- Dataset records:
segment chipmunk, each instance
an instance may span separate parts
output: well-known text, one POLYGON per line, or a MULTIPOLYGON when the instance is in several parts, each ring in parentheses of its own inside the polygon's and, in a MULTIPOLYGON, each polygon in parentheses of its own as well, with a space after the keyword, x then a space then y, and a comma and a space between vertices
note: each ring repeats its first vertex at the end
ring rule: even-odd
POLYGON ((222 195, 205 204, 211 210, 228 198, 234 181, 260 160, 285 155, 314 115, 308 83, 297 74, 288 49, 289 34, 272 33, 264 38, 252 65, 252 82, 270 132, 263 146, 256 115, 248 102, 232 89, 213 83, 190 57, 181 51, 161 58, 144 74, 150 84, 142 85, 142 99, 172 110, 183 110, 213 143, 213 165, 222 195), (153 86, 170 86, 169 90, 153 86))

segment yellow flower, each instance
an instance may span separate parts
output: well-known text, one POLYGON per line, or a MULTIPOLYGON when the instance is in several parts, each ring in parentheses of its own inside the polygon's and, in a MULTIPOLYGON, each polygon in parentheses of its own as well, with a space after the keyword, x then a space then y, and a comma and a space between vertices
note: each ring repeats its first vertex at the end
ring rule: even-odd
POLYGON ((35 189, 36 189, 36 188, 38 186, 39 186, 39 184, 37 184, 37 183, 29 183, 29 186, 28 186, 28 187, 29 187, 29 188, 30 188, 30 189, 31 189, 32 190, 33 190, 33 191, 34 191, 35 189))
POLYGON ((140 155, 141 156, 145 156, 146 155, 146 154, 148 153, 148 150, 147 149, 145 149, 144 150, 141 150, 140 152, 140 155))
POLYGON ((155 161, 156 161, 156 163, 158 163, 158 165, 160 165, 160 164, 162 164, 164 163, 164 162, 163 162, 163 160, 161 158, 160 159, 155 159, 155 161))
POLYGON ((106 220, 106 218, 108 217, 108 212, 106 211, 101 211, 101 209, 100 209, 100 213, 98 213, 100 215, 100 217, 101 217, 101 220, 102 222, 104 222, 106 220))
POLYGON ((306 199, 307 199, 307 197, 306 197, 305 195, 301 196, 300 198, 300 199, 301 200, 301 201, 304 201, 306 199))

- DO THIS: Print every line of the material above, keeping each character and line break unchanged.

- RESPONSE TO THE EXERCISE:
segment chipmunk, each instance
an instance may span separate parts
output: well-known text, one POLYGON per line, or a MULTIPOLYGON when the instance is in several parts, each ring in parentheses of its own inside the polygon's and, in a MULTIPOLYGON, each polygon in parentheses of its own as well, with a space after the keyword, x then a space then y, and a comma and a space between vertices
note: each ring repeats its first vertex at the end
ring rule: even-odd
POLYGON ((222 195, 205 204, 211 210, 228 198, 234 181, 260 160, 285 155, 314 115, 308 83, 297 74, 288 49, 289 34, 272 33, 264 38, 252 65, 252 82, 270 132, 263 146, 256 115, 248 102, 232 89, 213 83, 190 57, 181 51, 161 58, 144 74, 150 84, 142 85, 142 99, 172 110, 183 110, 213 143, 213 165, 222 195), (153 86, 170 86, 169 90, 153 86))

segment yellow flower, each instance
an instance may span separate parts
output: well-known text, one POLYGON per line, or a MULTIPOLYGON when the instance is in several parts, each ring in parentheses of its own inside the polygon's and, in a MULTIPOLYGON, each polygon in parentheses of its own as well, with a space after the keyword, x then a space then y, and a comma and a space between vertices
note: each ring repeats its first vertex at the end
ring rule: even-odd
POLYGON ((35 189, 36 189, 36 188, 38 186, 39 186, 39 184, 37 184, 37 183, 29 183, 29 186, 28 186, 28 187, 29 187, 29 188, 30 188, 30 189, 31 189, 32 190, 33 190, 33 191, 34 191, 35 189))
POLYGON ((140 155, 141 156, 145 156, 146 155, 146 154, 148 153, 148 150, 147 149, 145 149, 144 150, 141 150, 140 152, 140 155))
POLYGON ((155 161, 156 161, 156 163, 158 163, 158 165, 160 165, 160 164, 162 164, 164 163, 164 162, 163 162, 163 160, 161 158, 160 159, 155 159, 155 161))
POLYGON ((106 220, 106 218, 108 217, 108 212, 106 211, 101 211, 101 209, 100 209, 100 213, 98 213, 100 215, 100 217, 101 217, 101 220, 102 222, 104 222, 106 220))
POLYGON ((306 199, 307 199, 307 197, 306 197, 305 195, 301 196, 300 198, 300 199, 301 200, 301 201, 304 201, 306 199))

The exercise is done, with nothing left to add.